— EXTRACT PROVIDED —
>> Begin

Melt spinning apparatus

A melt spinning apparatus is disclosed which is adapted for forming a plurality of synthetic filaments from a molten polymer. The apparatus comprises a spin block composed of a spin plate having a plurality of transverse ducts, a cover plate overlying the spin plate, and a cavity formed between the two plates and communicating with the ducts for receiving the molten polymer. A pair of side plates are disposed along respective opposite sides of the block, and the block and side plates include mating inclined contact surfaces whereby tightening of the side plates against the block causes the spin plate and cover plate to be pressed toward each other, whereby a seal is formed between the plates which prevents leakage of the molten plastic from the cavity.

The present invention relates to a melt spinning apparatus of the type 
adapted for dividing a molten polymer into a plurality of streams to form 
synthetic filaments or threads. 
A melt spinning apparatus is described in U.S. Pat. No. 3,762,854 and 
German OLS No. 2,117,130, which is composed of a rectangular block 
including a spin plate having multiple holes for extruding polymers into 
filaments, and a cover plate overlying the spin plate so as to form a 
cavity therebetween. Side plates are positioned along opposite sides of 
the block, and cooperating dovetail guides interconnect the sides of the 
block and the side plates. Further, a threaded interconnection is provided 
between the spin plate and cover plate so that the two plates may be moved 
apart to secure the dovetail interconnection, or moved together to release 
the interconnection and permit disassembly of the block. A band-like 
sealing ring is disposed about the periphery of the cavity to prevent the 
loss of the polymer melt when the spin plate and cover plate are moved 
apart by the threaded interconnection. 
In the extrusion of melts of high polymer plastics, very high pressures, on 
the order of 200 bars or more, are present in the plastic melt delivered 
to the spinning apparatus. As a result, a spin block of the type described 
in the above patents must be provided with a seal at the side plates which 
not only reliably withstands these high pressures, but also will continue 
to be absolutely tight during startup when the pressure is low, as well as 
during repeated changes of pressure which may for example occur from 
shutdowns of the operation. Also, the seal must meet further exacting 
requirements, such as resistance to high temperature since the extrusion 
temperature of many melts may reach about 300 degrees C. Further, it has 
been found that once a leak has occurred during the operation of the spin 
block, it can not readily be stopped.

>> End

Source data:
>> Begin

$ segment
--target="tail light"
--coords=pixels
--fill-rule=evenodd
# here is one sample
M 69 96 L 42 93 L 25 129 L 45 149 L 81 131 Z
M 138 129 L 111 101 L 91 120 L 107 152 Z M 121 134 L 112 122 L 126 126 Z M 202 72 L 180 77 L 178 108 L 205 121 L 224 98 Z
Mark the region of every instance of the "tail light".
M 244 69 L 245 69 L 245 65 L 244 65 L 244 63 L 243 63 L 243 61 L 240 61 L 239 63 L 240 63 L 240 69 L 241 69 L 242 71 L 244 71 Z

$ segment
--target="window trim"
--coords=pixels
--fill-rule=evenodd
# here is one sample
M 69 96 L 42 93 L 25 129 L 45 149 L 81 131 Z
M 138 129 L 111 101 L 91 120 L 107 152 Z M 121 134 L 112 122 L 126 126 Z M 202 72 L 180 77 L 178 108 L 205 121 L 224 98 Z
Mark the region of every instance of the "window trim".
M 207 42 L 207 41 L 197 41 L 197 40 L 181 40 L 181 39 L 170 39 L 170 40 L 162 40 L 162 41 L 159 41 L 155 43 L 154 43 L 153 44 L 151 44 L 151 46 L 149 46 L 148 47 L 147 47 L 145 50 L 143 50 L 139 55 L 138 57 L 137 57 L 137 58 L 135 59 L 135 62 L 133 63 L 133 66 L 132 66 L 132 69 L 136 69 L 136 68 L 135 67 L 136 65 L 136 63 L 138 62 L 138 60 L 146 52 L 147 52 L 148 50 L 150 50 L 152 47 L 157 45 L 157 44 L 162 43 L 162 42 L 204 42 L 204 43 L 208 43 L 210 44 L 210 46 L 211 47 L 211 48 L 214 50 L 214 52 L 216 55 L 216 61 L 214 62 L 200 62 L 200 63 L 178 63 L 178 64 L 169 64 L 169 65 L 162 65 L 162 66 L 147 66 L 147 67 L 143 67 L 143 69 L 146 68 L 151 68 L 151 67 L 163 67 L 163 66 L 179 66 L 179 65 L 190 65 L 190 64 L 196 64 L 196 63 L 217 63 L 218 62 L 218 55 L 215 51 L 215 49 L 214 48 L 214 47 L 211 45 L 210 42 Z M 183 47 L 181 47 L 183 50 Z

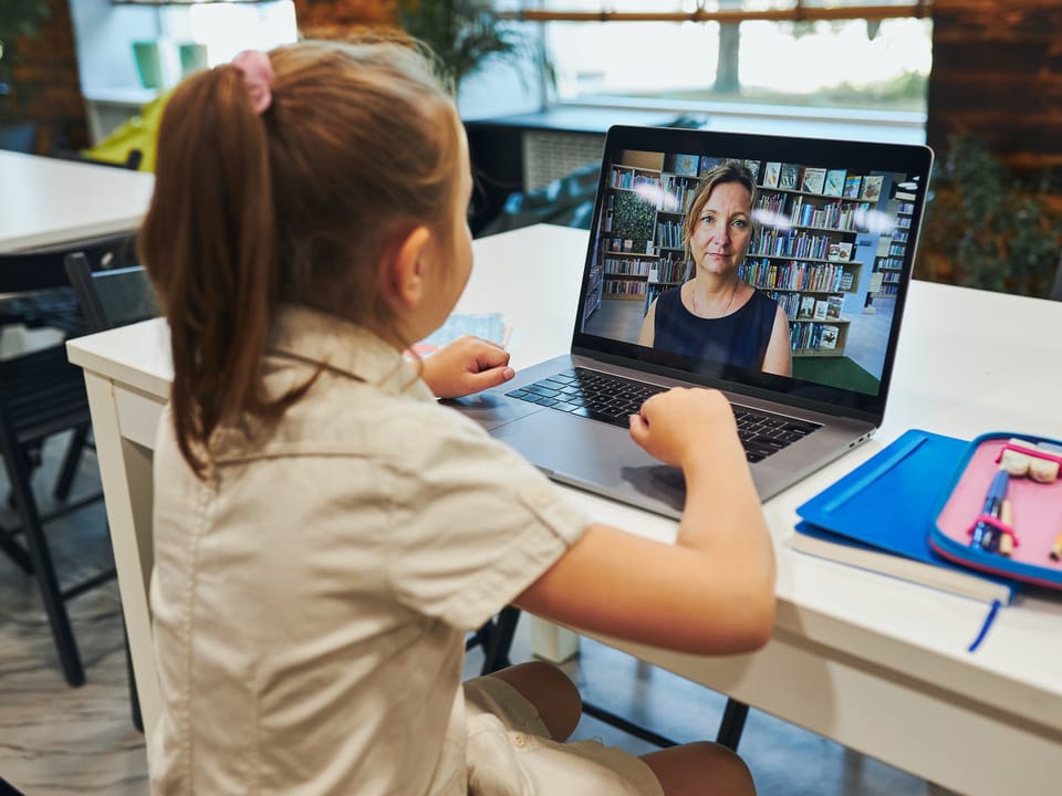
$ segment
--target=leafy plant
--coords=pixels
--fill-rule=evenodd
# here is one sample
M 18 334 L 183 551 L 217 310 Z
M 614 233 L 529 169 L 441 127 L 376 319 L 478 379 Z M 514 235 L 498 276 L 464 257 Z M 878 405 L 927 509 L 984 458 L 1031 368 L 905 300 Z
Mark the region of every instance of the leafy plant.
M 395 11 L 406 33 L 431 48 L 455 91 L 489 60 L 514 55 L 525 44 L 490 0 L 396 0 Z
M 916 276 L 1045 296 L 1062 253 L 1062 197 L 1051 171 L 1017 177 L 976 136 L 937 164 Z
M 35 38 L 52 9 L 46 0 L 0 0 L 0 119 L 6 115 L 11 70 L 21 36 Z

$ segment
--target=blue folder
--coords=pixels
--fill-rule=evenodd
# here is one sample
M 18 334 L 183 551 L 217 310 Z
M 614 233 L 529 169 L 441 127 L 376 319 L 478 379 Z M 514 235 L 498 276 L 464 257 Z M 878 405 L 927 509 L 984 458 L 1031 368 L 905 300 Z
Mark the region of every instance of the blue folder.
M 1002 587 L 1002 601 L 1016 584 L 960 566 L 929 546 L 929 532 L 944 491 L 969 449 L 969 442 L 913 429 L 868 461 L 796 509 L 796 532 L 837 545 L 885 552 L 962 573 Z M 830 557 L 830 556 L 827 556 Z M 876 568 L 870 566 L 867 568 Z M 881 567 L 905 577 L 903 567 Z M 919 578 L 912 576 L 910 579 Z

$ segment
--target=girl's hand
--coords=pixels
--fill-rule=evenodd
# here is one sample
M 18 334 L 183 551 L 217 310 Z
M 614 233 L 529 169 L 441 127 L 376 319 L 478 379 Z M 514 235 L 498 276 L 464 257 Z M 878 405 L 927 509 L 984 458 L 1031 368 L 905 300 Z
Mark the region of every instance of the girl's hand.
M 737 431 L 730 404 L 714 389 L 675 387 L 631 416 L 631 438 L 665 464 L 684 469 L 694 457 L 715 455 L 721 447 L 740 450 Z
M 425 359 L 420 377 L 439 398 L 460 398 L 497 387 L 514 375 L 509 352 L 497 343 L 465 335 Z

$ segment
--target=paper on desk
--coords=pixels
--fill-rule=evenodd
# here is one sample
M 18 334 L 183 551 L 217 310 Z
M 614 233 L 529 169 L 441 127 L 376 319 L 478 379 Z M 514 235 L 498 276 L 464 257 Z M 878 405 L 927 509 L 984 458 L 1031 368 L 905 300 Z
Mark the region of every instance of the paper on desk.
M 446 323 L 413 346 L 421 357 L 430 356 L 448 343 L 462 335 L 475 335 L 504 347 L 509 343 L 512 326 L 506 323 L 501 313 L 455 313 Z

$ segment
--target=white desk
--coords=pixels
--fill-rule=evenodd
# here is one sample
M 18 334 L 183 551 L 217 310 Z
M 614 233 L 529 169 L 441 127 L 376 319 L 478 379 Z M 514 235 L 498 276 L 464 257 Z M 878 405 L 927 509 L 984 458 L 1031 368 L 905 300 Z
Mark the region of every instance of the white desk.
M 579 230 L 533 227 L 477 241 L 458 311 L 503 311 L 517 368 L 563 352 L 585 240 Z M 803 556 L 787 541 L 795 506 L 908 428 L 966 439 L 999 429 L 1062 438 L 1060 325 L 1062 304 L 916 282 L 878 439 L 764 506 L 779 562 L 778 622 L 767 648 L 704 658 L 614 646 L 961 793 L 1056 792 L 1062 599 L 1022 597 L 969 653 L 983 603 Z M 88 384 L 148 730 L 158 715 L 144 590 L 150 561 L 139 558 L 135 540 L 150 534 L 150 447 L 170 378 L 166 345 L 159 321 L 69 344 Z M 674 538 L 671 521 L 570 494 L 600 520 Z
M 135 230 L 155 176 L 0 151 L 0 252 Z

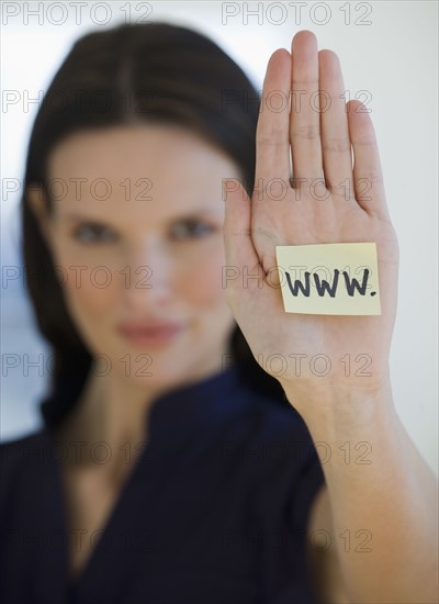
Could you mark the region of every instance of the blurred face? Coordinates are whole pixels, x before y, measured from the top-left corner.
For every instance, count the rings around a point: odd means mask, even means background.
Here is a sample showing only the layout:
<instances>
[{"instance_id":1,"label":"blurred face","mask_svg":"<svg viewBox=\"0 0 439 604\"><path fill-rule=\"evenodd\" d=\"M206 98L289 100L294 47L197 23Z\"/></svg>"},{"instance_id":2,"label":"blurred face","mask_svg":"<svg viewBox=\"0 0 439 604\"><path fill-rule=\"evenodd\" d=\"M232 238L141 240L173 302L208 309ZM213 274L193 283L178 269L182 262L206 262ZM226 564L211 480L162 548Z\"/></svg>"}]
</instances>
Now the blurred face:
<instances>
[{"instance_id":1,"label":"blurred face","mask_svg":"<svg viewBox=\"0 0 439 604\"><path fill-rule=\"evenodd\" d=\"M239 176L173 125L85 131L52 153L46 236L70 315L115 376L160 388L221 369L222 179Z\"/></svg>"}]
</instances>

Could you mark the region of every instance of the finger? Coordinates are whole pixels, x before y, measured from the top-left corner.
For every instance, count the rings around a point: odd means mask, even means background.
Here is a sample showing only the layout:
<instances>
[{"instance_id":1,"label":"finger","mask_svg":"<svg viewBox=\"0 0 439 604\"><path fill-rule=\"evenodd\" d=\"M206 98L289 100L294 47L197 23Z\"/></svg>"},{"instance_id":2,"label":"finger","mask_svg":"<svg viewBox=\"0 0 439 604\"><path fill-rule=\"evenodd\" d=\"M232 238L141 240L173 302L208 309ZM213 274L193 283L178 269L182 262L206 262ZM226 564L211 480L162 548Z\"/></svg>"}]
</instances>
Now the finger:
<instances>
[{"instance_id":1,"label":"finger","mask_svg":"<svg viewBox=\"0 0 439 604\"><path fill-rule=\"evenodd\" d=\"M306 179L322 178L323 164L316 36L312 32L299 32L293 37L291 53L292 100L290 139L293 177Z\"/></svg>"},{"instance_id":2,"label":"finger","mask_svg":"<svg viewBox=\"0 0 439 604\"><path fill-rule=\"evenodd\" d=\"M291 56L275 51L268 61L261 110L256 128L256 183L271 178L290 178L289 97Z\"/></svg>"},{"instance_id":3,"label":"finger","mask_svg":"<svg viewBox=\"0 0 439 604\"><path fill-rule=\"evenodd\" d=\"M352 184L352 152L340 61L331 51L320 51L318 68L325 183L333 194L346 197L347 184Z\"/></svg>"},{"instance_id":4,"label":"finger","mask_svg":"<svg viewBox=\"0 0 439 604\"><path fill-rule=\"evenodd\" d=\"M360 101L349 101L347 107L349 136L353 147L356 200L367 212L390 220L372 120Z\"/></svg>"},{"instance_id":5,"label":"finger","mask_svg":"<svg viewBox=\"0 0 439 604\"><path fill-rule=\"evenodd\" d=\"M227 179L224 184L225 220L224 244L226 267L223 271L223 283L234 290L243 283L244 269L248 275L261 270L258 255L251 241L251 208L247 192L236 179ZM262 278L262 273L261 273ZM249 279L248 287L257 284L257 279Z\"/></svg>"}]
</instances>

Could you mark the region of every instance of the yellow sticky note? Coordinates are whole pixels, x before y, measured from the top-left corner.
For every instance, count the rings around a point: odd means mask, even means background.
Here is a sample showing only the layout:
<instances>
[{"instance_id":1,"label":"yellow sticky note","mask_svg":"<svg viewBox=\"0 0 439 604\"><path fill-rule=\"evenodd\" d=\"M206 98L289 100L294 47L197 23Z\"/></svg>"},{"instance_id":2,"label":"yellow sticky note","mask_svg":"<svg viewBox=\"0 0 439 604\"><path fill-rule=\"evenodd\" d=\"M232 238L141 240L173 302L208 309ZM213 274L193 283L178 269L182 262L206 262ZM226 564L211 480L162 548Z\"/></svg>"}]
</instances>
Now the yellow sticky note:
<instances>
[{"instance_id":1,"label":"yellow sticky note","mask_svg":"<svg viewBox=\"0 0 439 604\"><path fill-rule=\"evenodd\" d=\"M381 314L376 244L277 246L286 313Z\"/></svg>"}]
</instances>

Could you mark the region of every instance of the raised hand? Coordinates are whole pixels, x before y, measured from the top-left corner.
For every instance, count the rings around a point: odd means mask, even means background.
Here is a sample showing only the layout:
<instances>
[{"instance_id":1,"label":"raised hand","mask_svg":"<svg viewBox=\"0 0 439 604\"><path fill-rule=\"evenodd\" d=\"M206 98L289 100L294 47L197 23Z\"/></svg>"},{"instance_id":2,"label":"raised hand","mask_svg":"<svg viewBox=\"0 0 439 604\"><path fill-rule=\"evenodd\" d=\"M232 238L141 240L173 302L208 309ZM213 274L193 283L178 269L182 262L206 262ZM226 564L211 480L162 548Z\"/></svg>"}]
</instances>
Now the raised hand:
<instances>
[{"instance_id":1,"label":"raised hand","mask_svg":"<svg viewBox=\"0 0 439 604\"><path fill-rule=\"evenodd\" d=\"M291 55L275 51L267 67L251 200L225 183L227 300L256 359L299 407L328 388L370 391L389 379L398 246L370 115L344 92L337 55L297 33ZM382 314L285 313L275 246L353 242L376 243Z\"/></svg>"}]
</instances>

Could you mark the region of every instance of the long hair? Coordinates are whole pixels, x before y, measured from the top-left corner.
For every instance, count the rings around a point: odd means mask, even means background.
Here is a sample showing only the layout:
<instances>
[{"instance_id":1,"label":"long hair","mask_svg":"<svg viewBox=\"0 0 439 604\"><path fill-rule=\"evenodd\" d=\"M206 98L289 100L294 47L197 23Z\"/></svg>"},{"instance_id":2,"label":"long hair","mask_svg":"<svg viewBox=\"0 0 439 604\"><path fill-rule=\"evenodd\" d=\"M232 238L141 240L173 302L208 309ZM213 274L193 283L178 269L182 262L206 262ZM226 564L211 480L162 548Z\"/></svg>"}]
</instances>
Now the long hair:
<instances>
[{"instance_id":1,"label":"long hair","mask_svg":"<svg viewBox=\"0 0 439 604\"><path fill-rule=\"evenodd\" d=\"M165 122L195 130L224 149L255 181L258 92L238 65L213 41L161 22L123 24L79 38L53 78L36 115L21 200L22 254L37 326L54 351L52 387L79 383L92 357L74 324L29 190L41 187L53 210L47 158L78 130ZM256 362L236 326L230 351L246 380L282 399L279 383Z\"/></svg>"}]
</instances>

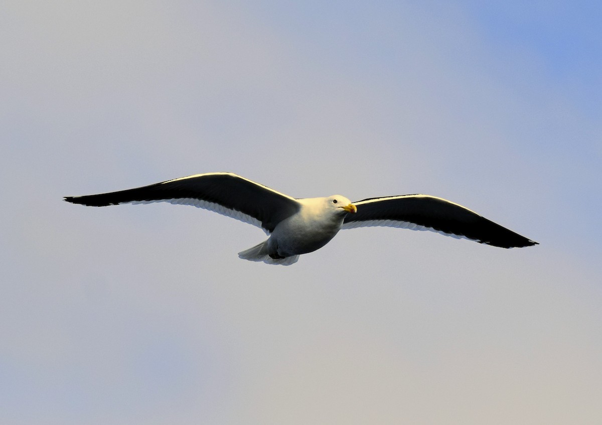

>> End

— TASK REQUIREMENTS —
1) Translate this sentence from the melt spinning passage into Spanish: "Further, it has been found that once a leak has occurred during the operation of the spin block, it can not readily be stopped."
2) Please write the next part of the melt spinning passage, picking up right after its final sentence.

— TASK-BY-TASK RESULTS —
1) Además, se ha comprobado que, una vez que se ha producido una fuga durante el funcionamiento del bloque de hilatura, no es posible detenerla fácilmente.

2)
In the spinning assembly of the above described patents, such requirements 
are not fulfilled, because the holding arrangement for the spin plate and 
cover plate is not in a position to effect a seal for different loads at 
all operating conditions of the melt spinning apparatus. 
It is accordingly an object of the present invention to provide a melt 
spinning apparatus which avoids the above noted leakage problems 
associated with known apparatus of this type. 
It is a more particular object of the present invention to provide a melt 
spinning apparatus which includes a holding arrangement for the spin plate 
and cover plate which provides a permanent seal therebetween, and which 
remains tight under changing operating temperatures and pressures, to 
thereby avoid leakage.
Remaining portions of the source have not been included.